• Work instruction:
Reproduce the entries below exactly, but only from the line containing "Where can the mountain reflection" to the line containing "Where can the finger", inclusive.

Given data below:

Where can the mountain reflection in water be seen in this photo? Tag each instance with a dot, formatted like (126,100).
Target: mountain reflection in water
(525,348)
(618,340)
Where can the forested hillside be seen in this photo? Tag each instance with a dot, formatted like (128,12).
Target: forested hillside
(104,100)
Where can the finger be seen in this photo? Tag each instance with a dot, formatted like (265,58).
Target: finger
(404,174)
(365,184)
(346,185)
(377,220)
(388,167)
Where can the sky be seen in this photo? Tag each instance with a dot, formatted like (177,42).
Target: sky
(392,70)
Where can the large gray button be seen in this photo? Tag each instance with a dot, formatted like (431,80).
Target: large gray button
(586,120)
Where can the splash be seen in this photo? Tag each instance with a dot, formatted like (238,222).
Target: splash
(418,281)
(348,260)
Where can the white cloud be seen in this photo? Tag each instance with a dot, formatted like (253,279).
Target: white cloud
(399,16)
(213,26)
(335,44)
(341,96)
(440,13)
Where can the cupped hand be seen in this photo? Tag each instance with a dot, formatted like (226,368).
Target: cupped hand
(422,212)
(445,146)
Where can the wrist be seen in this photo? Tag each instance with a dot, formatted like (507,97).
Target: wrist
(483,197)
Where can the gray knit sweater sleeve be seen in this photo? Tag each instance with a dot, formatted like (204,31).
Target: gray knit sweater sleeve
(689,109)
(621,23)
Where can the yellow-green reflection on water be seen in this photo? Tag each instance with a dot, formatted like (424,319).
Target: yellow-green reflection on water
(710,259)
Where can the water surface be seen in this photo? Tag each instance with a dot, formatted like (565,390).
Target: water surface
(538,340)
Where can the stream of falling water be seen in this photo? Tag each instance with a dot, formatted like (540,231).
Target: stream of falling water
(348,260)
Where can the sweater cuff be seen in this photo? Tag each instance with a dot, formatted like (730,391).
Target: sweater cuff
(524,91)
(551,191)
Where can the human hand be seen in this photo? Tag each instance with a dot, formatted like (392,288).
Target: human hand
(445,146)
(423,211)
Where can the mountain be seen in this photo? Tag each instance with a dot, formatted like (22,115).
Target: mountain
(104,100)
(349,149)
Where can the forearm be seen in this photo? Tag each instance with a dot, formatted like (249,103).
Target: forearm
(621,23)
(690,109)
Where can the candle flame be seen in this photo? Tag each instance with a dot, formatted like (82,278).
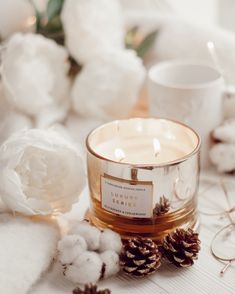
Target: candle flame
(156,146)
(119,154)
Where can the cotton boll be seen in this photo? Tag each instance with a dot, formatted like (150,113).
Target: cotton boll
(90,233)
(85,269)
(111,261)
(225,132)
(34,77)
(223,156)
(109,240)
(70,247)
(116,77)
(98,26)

End of Given data.
Given data below:

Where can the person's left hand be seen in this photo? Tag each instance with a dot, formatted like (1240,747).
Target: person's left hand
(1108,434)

End of Given data.
Given data below:

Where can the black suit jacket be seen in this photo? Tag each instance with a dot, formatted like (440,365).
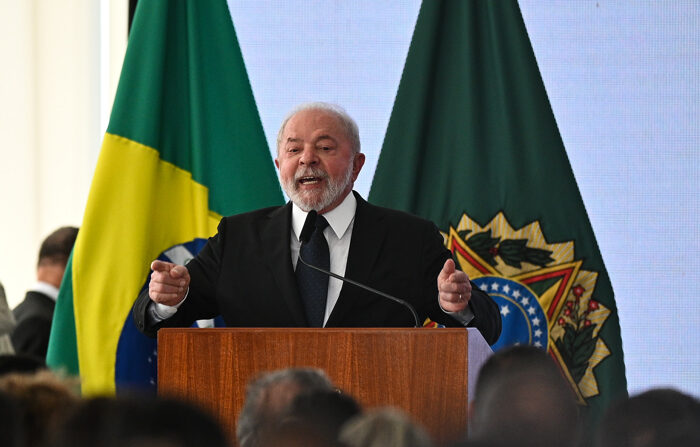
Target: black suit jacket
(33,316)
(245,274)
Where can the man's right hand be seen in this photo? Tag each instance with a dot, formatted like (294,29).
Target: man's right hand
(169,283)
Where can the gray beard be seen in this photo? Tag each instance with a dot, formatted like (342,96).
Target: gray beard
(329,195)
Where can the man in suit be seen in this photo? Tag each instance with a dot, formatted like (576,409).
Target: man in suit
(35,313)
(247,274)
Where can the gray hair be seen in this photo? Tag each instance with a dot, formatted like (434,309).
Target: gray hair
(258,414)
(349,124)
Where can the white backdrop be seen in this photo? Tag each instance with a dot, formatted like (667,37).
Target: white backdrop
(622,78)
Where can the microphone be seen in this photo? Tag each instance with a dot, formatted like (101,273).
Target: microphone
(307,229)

End of Given data.

• Written reply:
Where can the mountain reflection in water be seen in this photo? Tag each instance with a dot, formatted like (126,100).
Target: mountain reflection in water
(525,348)
(618,340)
Where can the forested hillside be seen in this photo? Tag each instance with a dot, formatted like (128,12).
Target: forested hillside
(104,100)
Where can the finger be seen in this photo? Tag each instance with a dot, formatted like (265,58).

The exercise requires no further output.